Express the data below as a Markdown table with the columns "No." and "Line," beginning with the line that contains "eagle's head, find" and continuing through the end of the data. Give each line its own row number and omit blank lines.

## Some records
· · ·

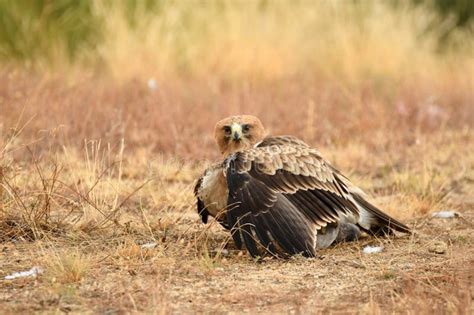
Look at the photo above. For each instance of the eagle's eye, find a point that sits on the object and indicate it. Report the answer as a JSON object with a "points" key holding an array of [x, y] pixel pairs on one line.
{"points": [[227, 130]]}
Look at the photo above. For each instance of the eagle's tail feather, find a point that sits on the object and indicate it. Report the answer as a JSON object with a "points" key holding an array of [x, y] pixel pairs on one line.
{"points": [[381, 223]]}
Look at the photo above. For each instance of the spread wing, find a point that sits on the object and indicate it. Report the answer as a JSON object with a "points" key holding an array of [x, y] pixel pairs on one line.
{"points": [[280, 194]]}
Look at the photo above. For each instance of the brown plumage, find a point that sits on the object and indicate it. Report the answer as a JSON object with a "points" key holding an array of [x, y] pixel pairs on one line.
{"points": [[278, 195]]}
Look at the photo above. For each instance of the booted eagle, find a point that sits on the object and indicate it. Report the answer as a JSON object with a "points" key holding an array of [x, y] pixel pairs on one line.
{"points": [[277, 195]]}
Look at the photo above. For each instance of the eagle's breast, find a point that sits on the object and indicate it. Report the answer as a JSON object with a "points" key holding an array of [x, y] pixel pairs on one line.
{"points": [[213, 191]]}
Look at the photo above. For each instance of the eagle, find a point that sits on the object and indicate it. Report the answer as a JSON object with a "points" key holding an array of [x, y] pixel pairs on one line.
{"points": [[277, 195]]}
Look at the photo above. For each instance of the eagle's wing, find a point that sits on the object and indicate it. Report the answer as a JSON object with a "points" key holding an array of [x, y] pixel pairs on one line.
{"points": [[282, 192]]}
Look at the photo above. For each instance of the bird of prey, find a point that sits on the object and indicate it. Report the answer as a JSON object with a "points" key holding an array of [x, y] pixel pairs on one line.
{"points": [[279, 196]]}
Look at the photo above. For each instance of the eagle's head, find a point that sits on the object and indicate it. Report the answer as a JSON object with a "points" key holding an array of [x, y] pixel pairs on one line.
{"points": [[238, 133]]}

· · ·

## RESULT OF THIS EXERCISE
| No. | Line |
|---|---|
| 1 | Look at the photo above. For each instance of the eagle's head, find a point that sits on the object and indicate it. Report the answer as a JSON object with a "points" key holding an array of [x, y] pixel pairs on one line. |
| 2 | {"points": [[238, 133]]} |